**GOAL OF THE EXERCISE**
Looking at the listing below, retype exactly the lines starting at the one containing "77L436 161L453 160L451" and ending at the one containing "positive clicks: (483, 135)", both included, and nothing else.

**DATASET EXTRACT**
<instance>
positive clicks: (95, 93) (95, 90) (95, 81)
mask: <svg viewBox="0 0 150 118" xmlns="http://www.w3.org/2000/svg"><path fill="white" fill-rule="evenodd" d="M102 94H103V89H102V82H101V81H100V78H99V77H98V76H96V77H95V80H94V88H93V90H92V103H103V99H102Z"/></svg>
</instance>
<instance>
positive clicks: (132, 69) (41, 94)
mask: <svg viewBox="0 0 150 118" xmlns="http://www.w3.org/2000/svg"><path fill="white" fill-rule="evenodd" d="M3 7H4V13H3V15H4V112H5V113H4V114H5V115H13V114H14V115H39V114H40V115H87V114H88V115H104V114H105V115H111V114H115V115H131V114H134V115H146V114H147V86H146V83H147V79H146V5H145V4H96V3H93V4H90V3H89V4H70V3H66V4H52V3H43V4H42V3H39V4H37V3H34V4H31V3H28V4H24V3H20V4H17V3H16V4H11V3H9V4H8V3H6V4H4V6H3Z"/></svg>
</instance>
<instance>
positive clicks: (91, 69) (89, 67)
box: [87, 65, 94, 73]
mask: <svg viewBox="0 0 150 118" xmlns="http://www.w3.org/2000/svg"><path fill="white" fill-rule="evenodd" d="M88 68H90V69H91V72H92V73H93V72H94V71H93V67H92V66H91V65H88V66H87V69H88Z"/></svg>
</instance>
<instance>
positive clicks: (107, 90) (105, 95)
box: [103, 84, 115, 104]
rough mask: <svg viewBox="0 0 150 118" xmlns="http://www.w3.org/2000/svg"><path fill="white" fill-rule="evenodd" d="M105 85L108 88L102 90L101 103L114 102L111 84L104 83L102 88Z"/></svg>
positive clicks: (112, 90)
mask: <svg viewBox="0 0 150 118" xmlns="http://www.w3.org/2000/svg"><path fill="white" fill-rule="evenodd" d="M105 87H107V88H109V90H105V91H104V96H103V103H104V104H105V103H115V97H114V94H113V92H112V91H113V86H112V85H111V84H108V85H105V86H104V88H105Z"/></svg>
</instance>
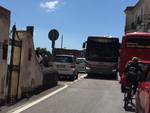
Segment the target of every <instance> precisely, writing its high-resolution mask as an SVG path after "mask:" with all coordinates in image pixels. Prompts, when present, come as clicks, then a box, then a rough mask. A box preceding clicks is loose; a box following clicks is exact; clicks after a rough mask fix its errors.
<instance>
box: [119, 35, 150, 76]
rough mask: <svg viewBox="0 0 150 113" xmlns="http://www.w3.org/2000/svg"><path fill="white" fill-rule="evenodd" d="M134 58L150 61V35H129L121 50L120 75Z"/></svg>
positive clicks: (123, 36) (119, 70)
mask: <svg viewBox="0 0 150 113" xmlns="http://www.w3.org/2000/svg"><path fill="white" fill-rule="evenodd" d="M133 57H138V58H140V59H141V60H148V61H150V33H144V32H133V33H127V34H125V36H123V38H122V44H121V48H120V61H119V73H120V76H121V75H122V73H123V71H124V68H125V65H126V63H127V62H128V61H129V60H131V59H132V58H133Z"/></svg>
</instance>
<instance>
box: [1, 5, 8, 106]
mask: <svg viewBox="0 0 150 113" xmlns="http://www.w3.org/2000/svg"><path fill="white" fill-rule="evenodd" d="M9 27H10V11H9V10H7V9H5V8H3V7H1V6H0V105H1V104H3V103H4V100H5V98H6V95H7V90H6V87H7V86H6V79H7V78H6V77H7V45H8V39H9Z"/></svg>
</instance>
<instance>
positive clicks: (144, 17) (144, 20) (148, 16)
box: [143, 14, 150, 22]
mask: <svg viewBox="0 0 150 113" xmlns="http://www.w3.org/2000/svg"><path fill="white" fill-rule="evenodd" d="M143 21H144V22H150V14H145V15H144V20H143Z"/></svg>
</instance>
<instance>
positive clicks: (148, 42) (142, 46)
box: [126, 37, 150, 49]
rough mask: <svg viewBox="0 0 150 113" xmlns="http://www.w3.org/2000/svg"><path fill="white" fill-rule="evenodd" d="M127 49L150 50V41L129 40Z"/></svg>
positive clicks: (138, 39)
mask: <svg viewBox="0 0 150 113" xmlns="http://www.w3.org/2000/svg"><path fill="white" fill-rule="evenodd" d="M126 48H135V49H150V39H148V38H147V39H146V38H141V37H137V38H132V37H131V38H128V39H126Z"/></svg>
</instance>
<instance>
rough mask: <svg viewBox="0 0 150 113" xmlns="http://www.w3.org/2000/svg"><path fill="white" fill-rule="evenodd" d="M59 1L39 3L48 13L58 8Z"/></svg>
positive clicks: (57, 0) (55, 0) (46, 1)
mask: <svg viewBox="0 0 150 113" xmlns="http://www.w3.org/2000/svg"><path fill="white" fill-rule="evenodd" d="M58 4H59V1H58V0H50V1H46V2H45V3H43V2H42V3H40V7H41V8H44V9H46V10H47V11H48V12H51V11H54V10H55V9H56V7H57V6H58Z"/></svg>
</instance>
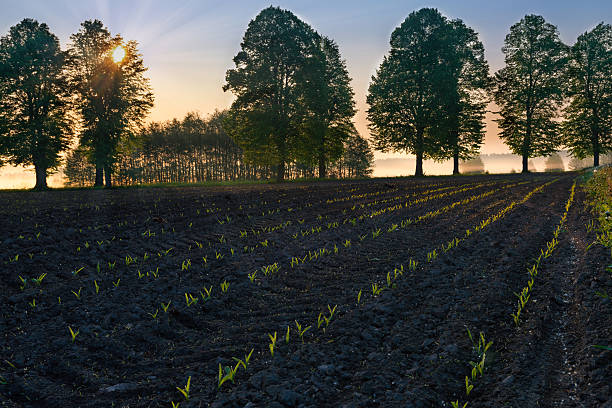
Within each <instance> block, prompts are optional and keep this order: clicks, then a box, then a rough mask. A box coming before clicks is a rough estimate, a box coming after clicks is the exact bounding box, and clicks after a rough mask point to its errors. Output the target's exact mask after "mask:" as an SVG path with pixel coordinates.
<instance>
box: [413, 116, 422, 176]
mask: <svg viewBox="0 0 612 408" xmlns="http://www.w3.org/2000/svg"><path fill="white" fill-rule="evenodd" d="M423 132H424V129H422V128H419V129H417V140H416V142H417V143H416V156H417V167H416V170H415V172H414V175H415V177H422V176H423Z"/></svg>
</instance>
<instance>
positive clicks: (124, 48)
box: [113, 45, 125, 64]
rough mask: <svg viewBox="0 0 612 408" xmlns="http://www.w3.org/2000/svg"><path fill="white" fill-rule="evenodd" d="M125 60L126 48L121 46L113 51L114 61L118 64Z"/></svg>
mask: <svg viewBox="0 0 612 408" xmlns="http://www.w3.org/2000/svg"><path fill="white" fill-rule="evenodd" d="M123 58H125V48H123V47H122V46H120V45H119V46H117V47H116V48H115V49H114V50H113V61H115V63H116V64H118V63H120V62H121V61H123Z"/></svg>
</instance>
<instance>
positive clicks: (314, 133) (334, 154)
mask: <svg viewBox="0 0 612 408" xmlns="http://www.w3.org/2000/svg"><path fill="white" fill-rule="evenodd" d="M306 63H307V64H306V67H305V69H304V70H302V71H301V72H300V74H301V78H299V79H300V81H299V83H298V86H299V87H301V88H302V89H301V91H300V94H301V95H303V102H302V103H301V104H300V105H299V109H300V115H301V118H302V123H301V124H300V132H301V137H300V138H298V146H299V148H298V152H297V156H298V157H300V158H301V159H302V160H301V161H304V162H305V163H313V164H314V163H318V166H319V177H321V178H323V177H326V175H327V165H328V164H329V163H330V162H334V161H336V160H338V159H339V158H340V156H341V155H342V151H343V147H344V142H345V141H346V140H347V139H348V138H349V137H350V136H351V135H352V134H354V133H355V128H354V125H353V123H352V122H351V119H352V117H353V116H354V115H355V101H354V99H353V95H354V93H353V89H352V88H351V86H350V81H351V78H350V77H349V75H348V71H347V69H346V63H345V62H344V61H343V60H342V59H341V56H340V50H339V48H338V45H337V44H336V43H335V42H334V41H333V40H330V39H329V38H327V37H319V36H317V38H316V39H315V48H314V53H313V57H312V58H308V59H307V61H306Z"/></svg>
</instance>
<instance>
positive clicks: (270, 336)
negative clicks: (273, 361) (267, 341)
mask: <svg viewBox="0 0 612 408" xmlns="http://www.w3.org/2000/svg"><path fill="white" fill-rule="evenodd" d="M268 337H270V344H268V348H269V349H270V354H271V355H272V357H274V348H275V347H276V332H274V336H272V335H271V334H268Z"/></svg>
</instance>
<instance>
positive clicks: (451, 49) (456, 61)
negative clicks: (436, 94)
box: [433, 19, 491, 174]
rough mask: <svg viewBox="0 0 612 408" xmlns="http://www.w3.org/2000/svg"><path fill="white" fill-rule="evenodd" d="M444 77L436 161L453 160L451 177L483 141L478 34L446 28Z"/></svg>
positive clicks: (483, 135)
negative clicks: (462, 160) (444, 77)
mask: <svg viewBox="0 0 612 408" xmlns="http://www.w3.org/2000/svg"><path fill="white" fill-rule="evenodd" d="M447 41H448V46H449V49H448V54H447V55H446V57H445V65H446V67H447V70H448V72H447V74H448V75H446V78H445V79H444V80H441V85H442V86H443V88H444V89H441V90H440V91H439V96H440V98H441V101H440V105H441V109H439V110H438V112H437V113H438V116H439V119H438V120H437V128H436V129H434V131H433V133H435V132H436V131H437V132H438V133H439V136H438V137H439V140H440V143H442V147H441V149H440V152H439V157H438V158H439V159H449V158H452V159H453V174H459V161H460V160H470V159H473V158H474V157H476V156H477V155H478V151H479V150H480V145H481V144H482V139H483V137H484V128H485V123H484V117H485V112H486V107H487V104H488V101H489V98H488V91H489V89H490V84H491V81H490V77H489V65H488V64H487V61H486V60H485V57H484V46H483V45H482V42H481V41H480V40H479V39H478V34H477V33H476V32H475V31H474V30H473V29H472V28H470V27H467V26H466V25H465V23H464V22H463V21H462V20H459V19H456V20H452V21H450V22H449V24H448V26H447Z"/></svg>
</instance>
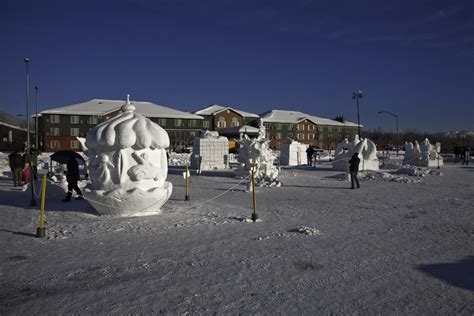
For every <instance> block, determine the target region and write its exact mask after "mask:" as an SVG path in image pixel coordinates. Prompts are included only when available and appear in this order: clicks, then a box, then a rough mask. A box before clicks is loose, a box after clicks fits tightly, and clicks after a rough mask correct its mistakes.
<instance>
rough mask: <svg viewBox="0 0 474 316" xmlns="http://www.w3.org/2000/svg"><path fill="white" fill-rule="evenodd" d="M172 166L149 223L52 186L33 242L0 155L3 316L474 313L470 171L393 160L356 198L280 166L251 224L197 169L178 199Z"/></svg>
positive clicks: (365, 176)
mask: <svg viewBox="0 0 474 316" xmlns="http://www.w3.org/2000/svg"><path fill="white" fill-rule="evenodd" d="M176 159H177V160H176V161H175V163H174V164H175V165H181V166H182V164H181V163H180V158H179V157H177V158H176ZM181 166H174V167H170V170H169V171H170V174H169V177H168V181H171V182H172V183H173V186H174V191H173V195H172V197H171V199H170V201H168V203H166V204H165V205H164V207H163V213H162V214H161V215H155V216H149V217H132V218H116V217H100V216H97V215H96V213H95V211H94V209H93V208H92V207H91V206H90V204H89V202H88V201H86V200H79V201H78V200H73V201H72V202H70V203H63V202H61V199H62V198H64V196H65V193H64V189H63V188H62V187H61V186H60V185H58V184H53V183H48V185H47V190H46V193H47V194H46V228H47V233H46V235H47V237H46V238H44V239H37V238H34V234H35V232H36V227H37V226H38V222H39V211H38V207H29V205H30V200H31V192H30V191H29V190H28V191H25V192H23V191H21V190H15V189H14V188H13V187H12V181H11V179H10V178H9V176H10V174H9V171H8V170H7V169H8V168H6V163H5V155H1V156H0V175H1V177H0V210H1V215H2V219H1V221H0V247H1V249H2V251H1V252H0V268H1V269H0V275H1V289H0V314H2V315H3V314H5V315H7V314H18V315H24V314H40V313H41V314H43V313H46V314H112V313H115V314H117V313H118V314H137V313H143V314H159V313H164V314H214V313H215V314H266V315H275V314H306V315H314V314H411V315H413V314H428V315H447V314H462V315H472V314H474V272H473V271H474V213H473V210H474V165H472V164H471V165H469V166H463V165H460V164H456V165H454V164H452V163H447V164H446V165H445V166H443V167H442V168H441V169H440V170H439V171H440V172H438V170H437V169H433V170H432V171H431V172H428V171H427V170H426V169H416V170H418V172H411V171H405V172H402V171H400V170H402V169H401V168H398V165H397V163H396V162H393V161H392V162H391V163H390V164H387V166H389V167H390V168H391V169H389V168H384V169H381V170H380V172H371V173H365V174H361V178H362V181H361V187H362V188H361V189H359V190H350V189H349V187H350V184H349V183H348V182H347V181H346V180H345V175H344V174H341V173H340V172H335V171H331V169H330V164H329V163H321V164H318V165H317V166H316V168H309V167H302V168H283V169H282V171H281V174H280V177H279V178H280V180H281V181H282V183H283V186H282V187H280V188H258V190H257V213H258V216H259V219H260V220H259V221H257V222H256V223H253V222H251V221H249V218H250V216H251V211H252V200H251V198H252V195H251V194H249V193H248V192H245V187H246V186H245V183H244V182H242V180H240V179H236V178H234V177H233V176H232V174H231V173H230V172H229V171H215V172H203V174H202V175H200V176H195V175H194V174H193V173H192V176H191V178H190V196H191V201H184V195H185V188H184V179H183V177H182V172H183V168H182V167H181ZM408 169H410V170H411V169H413V168H408ZM394 179H395V180H394ZM37 186H38V188H39V182H38V184H37ZM38 205H39V201H38Z"/></svg>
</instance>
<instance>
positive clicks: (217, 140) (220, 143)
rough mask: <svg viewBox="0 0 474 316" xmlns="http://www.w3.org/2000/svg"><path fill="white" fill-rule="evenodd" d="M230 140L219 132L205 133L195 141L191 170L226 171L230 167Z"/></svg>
mask: <svg viewBox="0 0 474 316" xmlns="http://www.w3.org/2000/svg"><path fill="white" fill-rule="evenodd" d="M228 160H229V140H228V139H227V137H223V136H219V133H218V132H214V131H205V132H204V133H203V134H202V135H201V136H200V137H197V138H195V139H194V141H193V153H192V155H191V168H193V169H197V170H198V171H199V172H200V171H202V170H214V169H225V168H228V166H229V161H228Z"/></svg>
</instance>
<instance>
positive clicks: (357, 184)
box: [349, 153, 360, 189]
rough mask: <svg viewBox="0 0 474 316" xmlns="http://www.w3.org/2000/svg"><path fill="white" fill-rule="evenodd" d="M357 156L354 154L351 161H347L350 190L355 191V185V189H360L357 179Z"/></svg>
mask: <svg viewBox="0 0 474 316" xmlns="http://www.w3.org/2000/svg"><path fill="white" fill-rule="evenodd" d="M358 156H359V154H358V153H354V154H353V155H352V158H351V160H349V172H350V174H351V189H355V186H356V185H357V188H358V189H359V188H360V185H359V179H357V172H359V163H360V159H359V157H358Z"/></svg>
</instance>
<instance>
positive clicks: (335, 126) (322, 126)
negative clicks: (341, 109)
mask: <svg viewBox="0 0 474 316" xmlns="http://www.w3.org/2000/svg"><path fill="white" fill-rule="evenodd" d="M260 118H261V119H262V120H263V124H264V126H265V128H266V131H267V137H268V138H269V139H270V146H271V147H272V148H275V149H279V148H280V144H281V143H282V142H283V141H284V140H285V139H287V138H290V139H294V140H297V141H299V142H301V143H304V144H310V145H313V146H315V147H319V148H324V149H334V148H335V147H336V145H337V144H338V143H339V142H341V141H342V140H343V139H344V138H353V136H354V135H355V134H357V124H355V123H352V122H348V121H344V120H343V119H342V118H341V119H339V120H337V121H336V120H332V119H327V118H322V117H318V116H314V115H310V114H306V113H302V112H298V111H285V110H271V111H268V112H265V113H262V114H260ZM252 124H253V125H254V126H256V124H257V121H254V122H252Z"/></svg>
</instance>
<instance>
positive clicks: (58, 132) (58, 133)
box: [49, 127, 59, 136]
mask: <svg viewBox="0 0 474 316" xmlns="http://www.w3.org/2000/svg"><path fill="white" fill-rule="evenodd" d="M49 132H50V134H51V136H59V127H50V128H49Z"/></svg>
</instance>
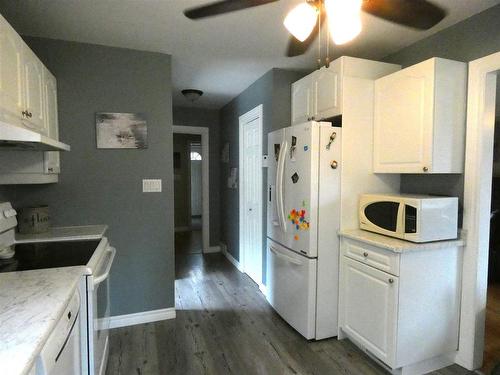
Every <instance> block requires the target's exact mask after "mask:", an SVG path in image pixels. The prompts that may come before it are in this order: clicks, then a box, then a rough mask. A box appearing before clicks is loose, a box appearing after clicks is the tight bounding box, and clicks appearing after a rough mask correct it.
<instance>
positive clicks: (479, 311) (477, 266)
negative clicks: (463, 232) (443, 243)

**OUTPUT OF THE TASK**
rough mask: <svg viewBox="0 0 612 408" xmlns="http://www.w3.org/2000/svg"><path fill="white" fill-rule="evenodd" d="M444 77L436 161L453 160L451 177L483 141L478 34L446 28Z"/></svg>
positive clicks: (483, 135)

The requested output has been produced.